What is needed: Reproduce the listing below line for line, keeping every character unchanged.

Start of Provided records

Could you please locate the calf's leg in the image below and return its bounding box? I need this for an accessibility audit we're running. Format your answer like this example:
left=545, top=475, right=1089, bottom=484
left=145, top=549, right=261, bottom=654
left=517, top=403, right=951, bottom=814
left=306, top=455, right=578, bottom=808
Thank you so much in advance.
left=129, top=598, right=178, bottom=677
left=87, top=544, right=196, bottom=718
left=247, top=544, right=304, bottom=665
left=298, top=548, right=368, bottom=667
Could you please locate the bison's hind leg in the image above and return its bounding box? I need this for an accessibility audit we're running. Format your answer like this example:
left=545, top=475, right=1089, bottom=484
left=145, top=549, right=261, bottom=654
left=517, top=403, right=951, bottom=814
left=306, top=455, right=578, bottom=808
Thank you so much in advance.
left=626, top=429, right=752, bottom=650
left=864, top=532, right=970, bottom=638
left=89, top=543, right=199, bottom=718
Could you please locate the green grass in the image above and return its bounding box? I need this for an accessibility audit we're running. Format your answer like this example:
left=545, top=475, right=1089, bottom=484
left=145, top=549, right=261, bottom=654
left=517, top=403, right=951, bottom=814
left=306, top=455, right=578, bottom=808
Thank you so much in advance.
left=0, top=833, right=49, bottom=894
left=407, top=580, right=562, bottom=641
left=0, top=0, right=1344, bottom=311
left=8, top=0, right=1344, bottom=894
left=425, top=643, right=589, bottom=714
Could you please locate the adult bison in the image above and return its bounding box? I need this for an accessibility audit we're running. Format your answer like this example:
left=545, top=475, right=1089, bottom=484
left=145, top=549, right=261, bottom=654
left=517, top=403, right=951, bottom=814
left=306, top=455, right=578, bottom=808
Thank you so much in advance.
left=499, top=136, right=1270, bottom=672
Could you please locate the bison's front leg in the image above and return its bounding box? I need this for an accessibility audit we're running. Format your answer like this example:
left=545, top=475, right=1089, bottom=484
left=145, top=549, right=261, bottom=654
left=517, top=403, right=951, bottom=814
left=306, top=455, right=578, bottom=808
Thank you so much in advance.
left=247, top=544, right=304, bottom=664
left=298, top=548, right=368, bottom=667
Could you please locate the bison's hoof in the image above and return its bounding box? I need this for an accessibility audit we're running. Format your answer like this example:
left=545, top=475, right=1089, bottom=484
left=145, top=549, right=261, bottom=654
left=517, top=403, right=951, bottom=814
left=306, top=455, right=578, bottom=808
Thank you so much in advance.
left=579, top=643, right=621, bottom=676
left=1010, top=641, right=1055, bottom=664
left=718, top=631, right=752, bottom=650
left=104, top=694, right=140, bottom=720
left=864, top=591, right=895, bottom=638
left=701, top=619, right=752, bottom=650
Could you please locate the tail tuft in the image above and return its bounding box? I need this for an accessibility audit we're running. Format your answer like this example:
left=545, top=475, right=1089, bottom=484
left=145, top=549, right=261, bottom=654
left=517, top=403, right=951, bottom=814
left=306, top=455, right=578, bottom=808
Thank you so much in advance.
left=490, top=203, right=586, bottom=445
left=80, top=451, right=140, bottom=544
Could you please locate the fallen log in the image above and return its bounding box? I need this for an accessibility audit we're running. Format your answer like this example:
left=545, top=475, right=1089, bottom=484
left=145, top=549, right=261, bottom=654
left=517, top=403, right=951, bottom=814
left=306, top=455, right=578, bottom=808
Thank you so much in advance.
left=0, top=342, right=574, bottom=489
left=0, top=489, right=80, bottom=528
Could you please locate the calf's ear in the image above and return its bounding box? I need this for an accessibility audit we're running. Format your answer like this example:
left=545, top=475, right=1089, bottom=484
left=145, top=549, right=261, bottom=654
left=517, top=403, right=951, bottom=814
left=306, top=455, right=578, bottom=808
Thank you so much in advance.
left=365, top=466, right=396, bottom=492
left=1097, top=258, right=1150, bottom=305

End of Provided records

Expected answer:
Could you please locate the calf's leg in the image below and return its bounding box? I need this for an accessibility audit we're running. Format your answer like this example:
left=545, top=475, right=1089, bottom=484
left=145, top=549, right=261, bottom=654
left=517, top=403, right=951, bottom=814
left=306, top=455, right=578, bottom=808
Thank you so much in advance.
left=129, top=598, right=178, bottom=677
left=87, top=544, right=196, bottom=718
left=247, top=544, right=304, bottom=665
left=298, top=548, right=368, bottom=667
Could you please locate the bison's hind leg in the image above and return its bounding box? I need this for an accessibility audit we're running. Format your answer like this example:
left=545, top=475, right=1089, bottom=484
left=145, top=549, right=261, bottom=654
left=517, top=403, right=951, bottom=814
left=306, top=455, right=578, bottom=808
Thank you so much in advance.
left=626, top=429, right=752, bottom=650
left=864, top=532, right=970, bottom=638
left=89, top=543, right=199, bottom=718
Could you please locate the green grass in the image above and return its bounding box? I need this for an accessibility audit we're running. Format your answer like this example:
left=545, top=475, right=1089, bottom=484
left=145, top=549, right=261, bottom=654
left=517, top=403, right=951, bottom=814
left=306, top=455, right=578, bottom=808
Thank you so much in advance.
left=0, top=833, right=49, bottom=894
left=407, top=580, right=562, bottom=641
left=0, top=0, right=1344, bottom=311
left=8, top=0, right=1344, bottom=894
left=425, top=643, right=589, bottom=714
Could you please locate the adult bison in the image above and return its bounding box? I need this for an accessibility audit we're running. Format your answer like this example:
left=545, top=475, right=1089, bottom=484
left=145, top=549, right=261, bottom=654
left=517, top=403, right=951, bottom=814
left=306, top=455, right=578, bottom=808
Thank you so much in advance.
left=499, top=136, right=1270, bottom=672
Could you please locate the bison's front leg in the image above and return its bounding box? I need this for an accessibility audit we're running. Format your answer like this example:
left=545, top=475, right=1089, bottom=484
left=145, top=549, right=261, bottom=654
left=517, top=403, right=951, bottom=814
left=306, top=455, right=578, bottom=808
Thank you so much in advance.
left=247, top=544, right=304, bottom=664
left=298, top=548, right=368, bottom=667
Could you please locate the bison's hoof in the image above and return its bounding box? I need this for an accessibility audit we're running. Format your answer like this example:
left=545, top=475, right=1089, bottom=484
left=145, top=549, right=261, bottom=654
left=517, top=403, right=951, bottom=814
left=306, top=455, right=578, bottom=808
Thank you so much in advance.
left=579, top=643, right=621, bottom=676
left=1010, top=641, right=1055, bottom=664
left=718, top=631, right=752, bottom=650
left=104, top=694, right=140, bottom=720
left=864, top=591, right=895, bottom=638
left=701, top=619, right=752, bottom=650
Could you please locate the tail tuft in the image above and return its bounding box? I need this for an accessibility audit we're running. Format your answer like this example:
left=545, top=475, right=1089, bottom=484
left=145, top=549, right=261, bottom=654
left=517, top=403, right=951, bottom=814
left=306, top=455, right=578, bottom=808
Thank you so much in advance.
left=490, top=203, right=586, bottom=445
left=80, top=451, right=140, bottom=544
Could you please locate the fallen log in the image above and return its bounding box? I need this for an accessibility audit we're running. Format your answer like this example:
left=545, top=475, right=1089, bottom=484
left=145, top=549, right=261, bottom=654
left=517, top=403, right=951, bottom=814
left=306, top=455, right=578, bottom=808
Thank you so much in advance.
left=0, top=342, right=574, bottom=489
left=0, top=489, right=80, bottom=528
Could you please locate the calf's ear in the image above and return its bounding box? I need this for an accessibility audit we're running. Format your answer like this example:
left=545, top=475, right=1089, bottom=484
left=145, top=549, right=261, bottom=654
left=517, top=403, right=951, bottom=814
left=306, top=455, right=578, bottom=808
Thank you so much in advance.
left=365, top=466, right=396, bottom=492
left=1097, top=258, right=1150, bottom=305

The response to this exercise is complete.